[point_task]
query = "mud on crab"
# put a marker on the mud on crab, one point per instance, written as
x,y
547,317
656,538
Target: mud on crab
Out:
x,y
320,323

**Problem**: Rewrite every line of the records above as a Markdown table with the columns Row and Record line. Put each line's running number under Row, and leave out any blank lines.

**Task answer**:
| Row | Record line |
|---|---|
| 1 | [point_task] |
| 2 | query = "mud on crab" |
| 3 | # put a marker on the mud on crab, one point per instance, written as |
| 4 | x,y |
| 5 | 547,317 |
| 6 | 656,538 |
| 7 | Target: mud on crab |
| 8 | Out: |
| 9 | x,y |
| 10 | 320,323 |